◆ Work required ◆
Copy out the part that opens with the line containing "transmission pole in the photo above." and runs through the last line, keeping every line as it is except that each answer coordinate is multiplied by 1.1 and rounded to a whole number, with halves rounded up. The sample coordinates written inside the wording stay unchanged.

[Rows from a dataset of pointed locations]
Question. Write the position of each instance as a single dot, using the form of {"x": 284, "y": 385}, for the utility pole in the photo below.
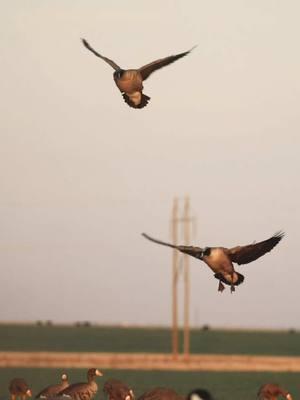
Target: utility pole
{"x": 177, "y": 221}
{"x": 186, "y": 260}
{"x": 175, "y": 280}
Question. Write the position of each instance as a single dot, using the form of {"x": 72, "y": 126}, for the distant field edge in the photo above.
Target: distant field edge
{"x": 150, "y": 361}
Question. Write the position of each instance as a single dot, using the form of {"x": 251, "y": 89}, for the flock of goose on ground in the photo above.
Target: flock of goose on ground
{"x": 117, "y": 390}
{"x": 219, "y": 259}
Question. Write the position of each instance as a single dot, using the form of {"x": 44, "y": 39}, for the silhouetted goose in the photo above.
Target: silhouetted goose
{"x": 161, "y": 393}
{"x": 19, "y": 388}
{"x": 220, "y": 259}
{"x": 271, "y": 391}
{"x": 53, "y": 390}
{"x": 130, "y": 81}
{"x": 117, "y": 390}
{"x": 199, "y": 394}
{"x": 170, "y": 394}
{"x": 83, "y": 391}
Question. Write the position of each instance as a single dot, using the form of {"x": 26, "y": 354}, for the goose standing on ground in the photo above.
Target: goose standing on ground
{"x": 83, "y": 391}
{"x": 199, "y": 394}
{"x": 271, "y": 391}
{"x": 220, "y": 259}
{"x": 117, "y": 390}
{"x": 19, "y": 388}
{"x": 130, "y": 81}
{"x": 53, "y": 390}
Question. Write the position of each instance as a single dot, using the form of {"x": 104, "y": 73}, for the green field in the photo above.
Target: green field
{"x": 225, "y": 386}
{"x": 115, "y": 339}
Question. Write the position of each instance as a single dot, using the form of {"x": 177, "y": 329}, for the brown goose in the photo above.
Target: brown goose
{"x": 19, "y": 388}
{"x": 271, "y": 391}
{"x": 130, "y": 81}
{"x": 83, "y": 391}
{"x": 117, "y": 390}
{"x": 220, "y": 259}
{"x": 52, "y": 390}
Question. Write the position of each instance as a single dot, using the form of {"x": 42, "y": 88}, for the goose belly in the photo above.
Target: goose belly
{"x": 218, "y": 261}
{"x": 130, "y": 82}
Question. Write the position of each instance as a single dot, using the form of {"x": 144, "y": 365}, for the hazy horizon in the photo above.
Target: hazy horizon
{"x": 82, "y": 174}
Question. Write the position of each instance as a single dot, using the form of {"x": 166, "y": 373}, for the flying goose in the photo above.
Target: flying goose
{"x": 53, "y": 390}
{"x": 271, "y": 391}
{"x": 220, "y": 259}
{"x": 130, "y": 81}
{"x": 19, "y": 388}
{"x": 83, "y": 391}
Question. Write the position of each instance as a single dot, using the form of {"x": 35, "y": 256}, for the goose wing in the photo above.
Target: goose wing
{"x": 110, "y": 62}
{"x": 147, "y": 69}
{"x": 251, "y": 252}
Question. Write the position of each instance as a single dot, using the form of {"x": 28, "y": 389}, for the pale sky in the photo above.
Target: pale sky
{"x": 82, "y": 174}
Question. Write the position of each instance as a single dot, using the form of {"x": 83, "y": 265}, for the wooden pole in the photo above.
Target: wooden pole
{"x": 186, "y": 332}
{"x": 175, "y": 281}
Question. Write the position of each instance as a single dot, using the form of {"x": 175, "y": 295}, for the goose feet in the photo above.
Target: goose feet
{"x": 221, "y": 287}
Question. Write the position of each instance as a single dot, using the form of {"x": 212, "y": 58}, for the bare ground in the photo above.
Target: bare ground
{"x": 150, "y": 361}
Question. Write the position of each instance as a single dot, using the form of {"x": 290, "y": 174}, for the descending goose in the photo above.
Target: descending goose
{"x": 117, "y": 390}
{"x": 52, "y": 390}
{"x": 271, "y": 391}
{"x": 130, "y": 81}
{"x": 220, "y": 259}
{"x": 19, "y": 388}
{"x": 83, "y": 391}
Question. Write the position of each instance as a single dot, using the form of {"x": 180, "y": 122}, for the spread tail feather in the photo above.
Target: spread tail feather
{"x": 144, "y": 101}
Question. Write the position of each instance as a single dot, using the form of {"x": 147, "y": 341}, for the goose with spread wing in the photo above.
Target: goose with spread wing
{"x": 130, "y": 81}
{"x": 220, "y": 259}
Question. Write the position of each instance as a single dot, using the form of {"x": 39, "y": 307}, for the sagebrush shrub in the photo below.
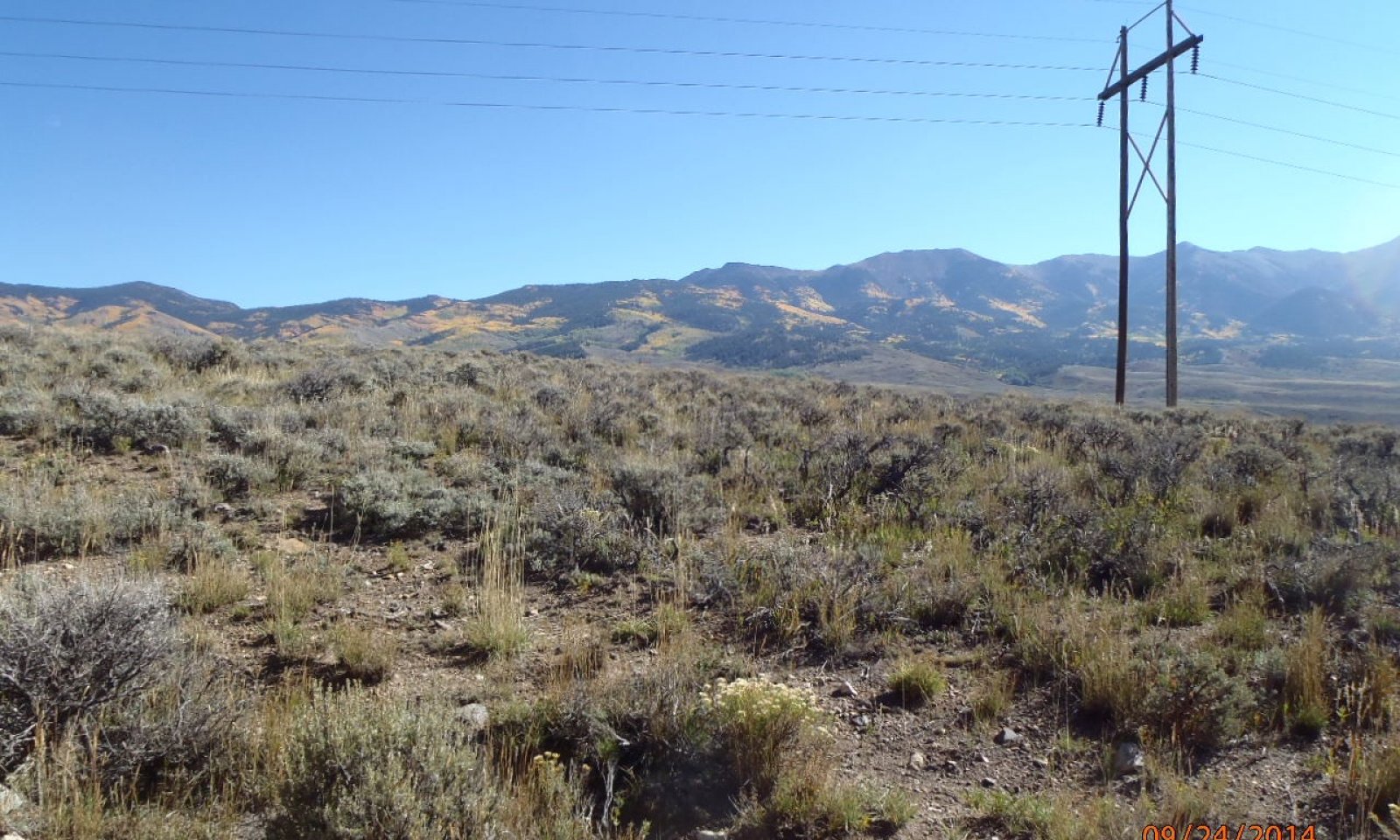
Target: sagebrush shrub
{"x": 70, "y": 650}
{"x": 360, "y": 766}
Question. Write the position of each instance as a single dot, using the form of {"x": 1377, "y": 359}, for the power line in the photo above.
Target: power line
{"x": 1298, "y": 167}
{"x": 538, "y": 46}
{"x": 1297, "y": 95}
{"x": 550, "y": 79}
{"x": 534, "y": 107}
{"x": 1292, "y": 32}
{"x": 1283, "y": 130}
{"x": 758, "y": 21}
{"x": 660, "y": 111}
{"x": 1274, "y": 163}
{"x": 1306, "y": 80}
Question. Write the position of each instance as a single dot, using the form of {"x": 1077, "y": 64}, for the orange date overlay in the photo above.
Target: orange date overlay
{"x": 1236, "y": 832}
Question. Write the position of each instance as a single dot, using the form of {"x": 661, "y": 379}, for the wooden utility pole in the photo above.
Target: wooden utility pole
{"x": 1120, "y": 387}
{"x": 1171, "y": 214}
{"x": 1120, "y": 88}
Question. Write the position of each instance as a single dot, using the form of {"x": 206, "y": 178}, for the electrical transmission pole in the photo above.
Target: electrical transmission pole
{"x": 1126, "y": 203}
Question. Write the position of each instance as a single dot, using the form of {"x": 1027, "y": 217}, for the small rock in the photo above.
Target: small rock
{"x": 290, "y": 545}
{"x": 1007, "y": 737}
{"x": 10, "y": 800}
{"x": 475, "y": 716}
{"x": 1127, "y": 760}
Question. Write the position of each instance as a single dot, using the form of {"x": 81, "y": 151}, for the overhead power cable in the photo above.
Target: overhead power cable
{"x": 1281, "y": 130}
{"x": 1292, "y": 32}
{"x": 552, "y": 79}
{"x": 1297, "y": 95}
{"x": 1306, "y": 80}
{"x": 756, "y": 21}
{"x": 1271, "y": 161}
{"x": 534, "y": 107}
{"x": 536, "y": 46}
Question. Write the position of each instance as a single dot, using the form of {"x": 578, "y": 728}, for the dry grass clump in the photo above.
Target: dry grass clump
{"x": 917, "y": 681}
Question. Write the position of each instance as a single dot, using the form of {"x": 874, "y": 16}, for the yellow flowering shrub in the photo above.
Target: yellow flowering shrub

◆ Result below ◆
Question. Write the position of each instance as a single dot, using the form of {"x": 206, "y": 178}, for the electrical transmission pole in the photo above.
Target: electrical transmission pole
{"x": 1239, "y": 223}
Question. Write the position of each instance as a single dot, using the form of {"x": 1027, "y": 217}, for the small rock in the photo above.
Target: small rock
{"x": 319, "y": 600}
{"x": 1108, "y": 811}
{"x": 11, "y": 880}
{"x": 523, "y": 788}
{"x": 1240, "y": 836}
Question. Write the position of each instance as a single dot, using the form of {"x": 81, "y": 151}, for the overhead power cable in the photo above.
Target: overhead power cable
{"x": 1409, "y": 143}
{"x": 1421, "y": 35}
{"x": 607, "y": 87}
{"x": 1427, "y": 105}
{"x": 1437, "y": 88}
{"x": 832, "y": 23}
{"x": 1398, "y": 177}
{"x": 587, "y": 118}
{"x": 590, "y": 51}
Question. Write the position of each instance as a single dot, using the form of {"x": 578, "y": 728}, for the dry grass clump in the photo above.
Target: dry grass clump
{"x": 1009, "y": 749}
Question. Write the position of each instance as a single dot, using the form of {"x": 874, "y": 16}, for the yellow flowering shrub in the photo above.
Target: yellow flowering shrub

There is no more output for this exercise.